[Material provided — start]

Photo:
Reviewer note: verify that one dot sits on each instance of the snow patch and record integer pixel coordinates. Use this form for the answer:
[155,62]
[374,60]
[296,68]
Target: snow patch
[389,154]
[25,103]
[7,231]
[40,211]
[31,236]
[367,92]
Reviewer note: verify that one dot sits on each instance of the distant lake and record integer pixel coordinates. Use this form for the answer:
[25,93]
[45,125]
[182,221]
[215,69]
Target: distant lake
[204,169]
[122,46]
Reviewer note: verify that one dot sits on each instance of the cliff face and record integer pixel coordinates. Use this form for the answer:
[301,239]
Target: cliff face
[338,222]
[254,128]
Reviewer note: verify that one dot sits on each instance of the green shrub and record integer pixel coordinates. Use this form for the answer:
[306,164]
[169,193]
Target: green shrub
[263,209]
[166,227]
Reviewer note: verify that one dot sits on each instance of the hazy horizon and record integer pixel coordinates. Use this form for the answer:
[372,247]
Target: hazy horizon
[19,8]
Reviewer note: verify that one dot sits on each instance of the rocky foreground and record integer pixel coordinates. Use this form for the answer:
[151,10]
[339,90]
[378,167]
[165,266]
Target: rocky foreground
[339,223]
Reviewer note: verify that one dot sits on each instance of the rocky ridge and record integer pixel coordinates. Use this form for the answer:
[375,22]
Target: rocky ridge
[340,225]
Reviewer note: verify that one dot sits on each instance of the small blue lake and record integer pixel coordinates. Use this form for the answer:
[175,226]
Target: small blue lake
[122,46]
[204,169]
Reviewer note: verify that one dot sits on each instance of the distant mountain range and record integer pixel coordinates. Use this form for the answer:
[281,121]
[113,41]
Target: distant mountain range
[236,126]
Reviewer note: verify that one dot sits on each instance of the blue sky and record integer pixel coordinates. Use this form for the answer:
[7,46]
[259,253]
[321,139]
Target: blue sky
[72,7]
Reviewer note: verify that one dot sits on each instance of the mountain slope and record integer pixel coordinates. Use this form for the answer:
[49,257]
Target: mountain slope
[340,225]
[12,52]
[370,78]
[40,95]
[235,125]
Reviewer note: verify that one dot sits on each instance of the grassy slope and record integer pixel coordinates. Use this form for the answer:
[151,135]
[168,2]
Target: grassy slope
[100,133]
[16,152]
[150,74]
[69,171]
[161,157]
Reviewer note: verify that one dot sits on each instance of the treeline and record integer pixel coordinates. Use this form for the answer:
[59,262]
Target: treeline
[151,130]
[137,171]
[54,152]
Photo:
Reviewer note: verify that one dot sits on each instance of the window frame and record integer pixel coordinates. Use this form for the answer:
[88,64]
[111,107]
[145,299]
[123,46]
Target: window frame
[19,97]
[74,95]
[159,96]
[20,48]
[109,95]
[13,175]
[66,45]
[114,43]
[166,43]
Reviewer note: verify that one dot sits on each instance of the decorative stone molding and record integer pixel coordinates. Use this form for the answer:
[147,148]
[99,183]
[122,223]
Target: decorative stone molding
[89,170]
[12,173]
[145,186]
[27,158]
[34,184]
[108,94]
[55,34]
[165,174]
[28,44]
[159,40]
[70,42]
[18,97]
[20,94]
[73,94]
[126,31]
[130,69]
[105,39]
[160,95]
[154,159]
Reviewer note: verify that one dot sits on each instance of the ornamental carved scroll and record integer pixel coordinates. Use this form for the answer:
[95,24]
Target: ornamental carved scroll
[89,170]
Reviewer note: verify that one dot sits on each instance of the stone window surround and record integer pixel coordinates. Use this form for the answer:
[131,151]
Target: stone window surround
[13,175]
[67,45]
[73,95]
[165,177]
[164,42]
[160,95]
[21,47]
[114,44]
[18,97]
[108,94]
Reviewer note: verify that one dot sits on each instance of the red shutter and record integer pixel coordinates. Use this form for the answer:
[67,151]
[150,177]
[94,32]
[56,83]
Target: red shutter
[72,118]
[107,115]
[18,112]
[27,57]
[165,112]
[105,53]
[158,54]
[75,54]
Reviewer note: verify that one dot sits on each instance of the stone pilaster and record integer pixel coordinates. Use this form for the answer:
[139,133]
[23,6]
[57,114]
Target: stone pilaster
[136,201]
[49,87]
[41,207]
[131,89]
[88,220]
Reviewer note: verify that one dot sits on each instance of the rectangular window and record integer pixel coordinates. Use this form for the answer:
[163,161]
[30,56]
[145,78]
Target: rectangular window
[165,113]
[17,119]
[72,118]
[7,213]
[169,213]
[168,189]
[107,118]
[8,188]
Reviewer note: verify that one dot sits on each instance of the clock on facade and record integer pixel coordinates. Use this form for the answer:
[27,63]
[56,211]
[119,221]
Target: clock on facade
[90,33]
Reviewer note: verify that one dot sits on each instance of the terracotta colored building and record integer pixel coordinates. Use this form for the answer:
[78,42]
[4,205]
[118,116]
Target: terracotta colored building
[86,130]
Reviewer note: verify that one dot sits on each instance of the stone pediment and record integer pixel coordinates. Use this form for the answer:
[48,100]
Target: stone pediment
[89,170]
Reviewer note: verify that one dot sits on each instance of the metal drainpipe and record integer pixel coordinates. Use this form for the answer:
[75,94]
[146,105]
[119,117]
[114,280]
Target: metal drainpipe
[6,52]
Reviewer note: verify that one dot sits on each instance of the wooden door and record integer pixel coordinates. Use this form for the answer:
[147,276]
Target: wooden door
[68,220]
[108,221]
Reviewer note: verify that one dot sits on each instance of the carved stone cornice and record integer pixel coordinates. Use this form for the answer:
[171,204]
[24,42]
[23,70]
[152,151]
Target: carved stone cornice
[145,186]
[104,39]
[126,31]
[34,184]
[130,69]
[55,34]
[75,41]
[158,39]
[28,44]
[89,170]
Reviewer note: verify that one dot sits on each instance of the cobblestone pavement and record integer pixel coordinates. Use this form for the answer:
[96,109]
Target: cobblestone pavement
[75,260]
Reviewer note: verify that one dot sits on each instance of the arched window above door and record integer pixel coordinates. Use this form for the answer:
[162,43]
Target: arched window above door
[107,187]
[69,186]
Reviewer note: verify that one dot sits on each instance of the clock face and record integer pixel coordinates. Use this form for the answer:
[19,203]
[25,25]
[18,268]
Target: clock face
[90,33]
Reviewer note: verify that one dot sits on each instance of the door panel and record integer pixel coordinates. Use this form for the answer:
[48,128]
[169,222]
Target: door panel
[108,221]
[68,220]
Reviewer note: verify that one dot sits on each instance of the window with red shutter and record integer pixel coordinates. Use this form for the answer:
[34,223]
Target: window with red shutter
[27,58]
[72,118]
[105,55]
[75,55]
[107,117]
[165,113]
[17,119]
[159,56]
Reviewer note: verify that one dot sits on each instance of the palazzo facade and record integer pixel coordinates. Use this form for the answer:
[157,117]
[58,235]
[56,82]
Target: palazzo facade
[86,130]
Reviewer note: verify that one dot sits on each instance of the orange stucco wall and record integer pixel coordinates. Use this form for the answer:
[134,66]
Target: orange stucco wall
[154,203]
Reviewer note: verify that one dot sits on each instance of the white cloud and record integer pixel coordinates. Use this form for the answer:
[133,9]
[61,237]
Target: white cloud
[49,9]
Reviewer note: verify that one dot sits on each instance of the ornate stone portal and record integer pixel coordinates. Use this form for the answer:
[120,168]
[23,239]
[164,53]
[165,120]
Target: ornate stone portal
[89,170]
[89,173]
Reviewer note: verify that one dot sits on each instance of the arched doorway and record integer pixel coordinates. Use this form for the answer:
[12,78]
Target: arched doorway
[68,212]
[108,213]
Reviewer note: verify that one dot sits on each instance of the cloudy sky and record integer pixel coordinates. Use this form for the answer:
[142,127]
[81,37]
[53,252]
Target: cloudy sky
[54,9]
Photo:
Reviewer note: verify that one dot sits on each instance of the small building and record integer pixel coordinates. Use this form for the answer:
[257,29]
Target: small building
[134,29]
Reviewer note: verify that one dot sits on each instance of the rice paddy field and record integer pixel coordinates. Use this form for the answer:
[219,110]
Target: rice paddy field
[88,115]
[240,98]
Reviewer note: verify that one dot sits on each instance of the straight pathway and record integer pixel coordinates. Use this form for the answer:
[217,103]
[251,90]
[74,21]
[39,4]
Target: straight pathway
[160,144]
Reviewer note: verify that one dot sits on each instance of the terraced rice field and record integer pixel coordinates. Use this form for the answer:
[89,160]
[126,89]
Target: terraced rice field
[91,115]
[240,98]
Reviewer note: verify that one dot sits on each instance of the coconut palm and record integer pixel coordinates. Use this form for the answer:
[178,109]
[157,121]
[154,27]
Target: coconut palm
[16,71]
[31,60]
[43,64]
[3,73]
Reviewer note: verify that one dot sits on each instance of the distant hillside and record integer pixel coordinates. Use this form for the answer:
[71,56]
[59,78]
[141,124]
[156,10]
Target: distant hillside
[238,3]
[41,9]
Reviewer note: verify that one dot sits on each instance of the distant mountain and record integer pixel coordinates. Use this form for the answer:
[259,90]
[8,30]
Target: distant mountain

[Material provided — finish]

> **Problem**
Output only the lines from the one that contains "Target: distant hillside" through the final line of the records, exactly as given.

> **Result of the exercise**
Target: distant hillside
[238,3]
[41,9]
Reviewer note: verify that one dot sits on each instance of the distant mountain and record integer pixel coordinates. Use this form for the answer:
[259,90]
[8,30]
Target: distant mountain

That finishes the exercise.